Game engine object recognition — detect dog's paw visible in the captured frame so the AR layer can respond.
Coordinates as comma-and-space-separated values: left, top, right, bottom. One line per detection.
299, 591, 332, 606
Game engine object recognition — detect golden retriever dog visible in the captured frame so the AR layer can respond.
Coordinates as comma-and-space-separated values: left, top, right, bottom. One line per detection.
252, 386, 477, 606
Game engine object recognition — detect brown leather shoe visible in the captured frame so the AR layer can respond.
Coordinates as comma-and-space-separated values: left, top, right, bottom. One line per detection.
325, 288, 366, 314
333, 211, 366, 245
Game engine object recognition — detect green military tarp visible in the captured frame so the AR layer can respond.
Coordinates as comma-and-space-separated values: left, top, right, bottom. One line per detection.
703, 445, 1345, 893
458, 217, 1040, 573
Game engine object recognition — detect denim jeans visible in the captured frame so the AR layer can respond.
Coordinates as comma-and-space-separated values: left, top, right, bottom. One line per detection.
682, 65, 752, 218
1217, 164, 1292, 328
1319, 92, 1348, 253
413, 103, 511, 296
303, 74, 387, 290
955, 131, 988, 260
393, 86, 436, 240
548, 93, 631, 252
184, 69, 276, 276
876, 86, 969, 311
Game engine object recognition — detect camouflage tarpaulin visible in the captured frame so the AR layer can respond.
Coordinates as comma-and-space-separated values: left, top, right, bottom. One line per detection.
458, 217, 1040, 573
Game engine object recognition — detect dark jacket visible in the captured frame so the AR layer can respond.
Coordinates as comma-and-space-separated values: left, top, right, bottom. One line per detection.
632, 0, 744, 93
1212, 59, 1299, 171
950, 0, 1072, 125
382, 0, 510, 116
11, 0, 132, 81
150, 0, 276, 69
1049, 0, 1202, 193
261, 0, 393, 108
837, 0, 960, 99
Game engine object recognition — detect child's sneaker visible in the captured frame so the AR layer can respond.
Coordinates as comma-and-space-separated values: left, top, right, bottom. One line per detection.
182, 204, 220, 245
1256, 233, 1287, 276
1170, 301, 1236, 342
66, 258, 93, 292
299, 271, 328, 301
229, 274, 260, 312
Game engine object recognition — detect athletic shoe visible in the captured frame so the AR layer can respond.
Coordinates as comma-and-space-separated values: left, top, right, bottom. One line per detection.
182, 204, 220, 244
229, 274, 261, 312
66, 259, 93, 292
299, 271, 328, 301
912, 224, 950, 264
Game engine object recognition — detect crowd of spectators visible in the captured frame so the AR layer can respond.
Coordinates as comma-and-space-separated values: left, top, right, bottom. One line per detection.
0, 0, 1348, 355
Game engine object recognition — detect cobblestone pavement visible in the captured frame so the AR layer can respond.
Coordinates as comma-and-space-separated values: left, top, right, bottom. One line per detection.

◆ ◆ ◆ ◆ ◆

What to produce: Turn every line of the entries above into a JSON list of strings, with one string per line and any blank lines left out.

Output of the task:
[
  "Game engine object recognition — detect dog's paw visible in the captured frame so the AR layer can respond.",
  "Coordinates as comma-and-space-separated values: left, top, right, bottom. One line per detection.",
  "299, 591, 332, 606",
  "Game engine object recognition — detect golden retriever dog visible in the captured frame so the AR layer can respond.",
  "Coordinates as comma-and-space-separated values: left, top, right, bottom. One line per detection.",
  "252, 386, 477, 606",
  "Game engine object recognition — detect brown leather shoe visible in the captured frame so the AR layer can respond.",
  "Coordinates as comma-and-space-separated values: left, top, right, bottom. One line per detection.",
  "325, 288, 366, 314",
  "333, 211, 366, 245",
  "Game engine object recognition — detect green military tarp visible in the captured frame so the AR layer can respond.",
  "Coordinates as comma-and-space-separated values: left, top, right, bottom. One line per detection.",
  "703, 445, 1345, 893",
  "458, 217, 1040, 573",
  "Game engine object recognition — detect denim jeans visible in the captured frame so the AR layer can respond.",
  "Coordinates as comma-and-space-separated values: left, top, right, bottom. One line per detection.",
  "682, 65, 752, 218",
  "1217, 164, 1292, 328",
  "1319, 92, 1348, 253",
  "413, 103, 511, 296",
  "303, 74, 387, 290",
  "955, 131, 988, 260",
  "393, 86, 436, 240",
  "548, 93, 631, 252",
  "184, 69, 276, 276",
  "876, 86, 969, 311",
  "Game engine object recognition — detect camouflage tarpaulin visible in the captured frame so the AR layer can respond.",
  "Coordinates as comma-and-space-separated values: left, top, right, bottom. One line per detection.",
  "458, 217, 1040, 573",
  "Game engine object recognition — detect dark jacket visible in the captured frame so the AR layer can respond.",
  "Coordinates as comma-and-space-separated values: left, top, right, bottom. One line per detection.",
  "632, 0, 744, 93",
  "1212, 59, 1299, 171",
  "950, 0, 1072, 125",
  "382, 0, 510, 116",
  "11, 0, 132, 81",
  "150, 0, 276, 69",
  "1049, 0, 1202, 193",
  "261, 0, 393, 108",
  "837, 0, 960, 99",
  "Game engine object recognition — detect child's sneaker visible in the captured frame so the AR layer can respond.",
  "Coordinates as comma-and-space-separated values: left, top, right, bottom. One line per detection.",
  "182, 204, 220, 245",
  "1256, 233, 1287, 276",
  "1170, 301, 1236, 342",
  "66, 258, 93, 292",
  "299, 271, 328, 301",
  "229, 274, 260, 312",
  "Game engine object recognition — detect athletic shoe visible in the captured frame so the AR layer can respond.",
  "Coordinates as comma-and-space-separated values: left, top, right, bottom. One line per detection.",
  "182, 204, 220, 244",
  "229, 274, 261, 312",
  "66, 259, 93, 292",
  "299, 271, 328, 301",
  "912, 224, 950, 264",
  "Game engine object recognition — detect crowd of spectators visible in the captured frame so the AR layer can respond.",
  "Coordinates as comma-and-space-separated values: left, top, right, bottom. One line per detection.",
  "0, 0, 1348, 355",
  "Game engine object recognition — detect cobblestone pavement visible in the captured frame so the AR layer can respond.",
  "Coordinates as comma-and-space-separated values: left, top, right, bottom. One line per detection."
]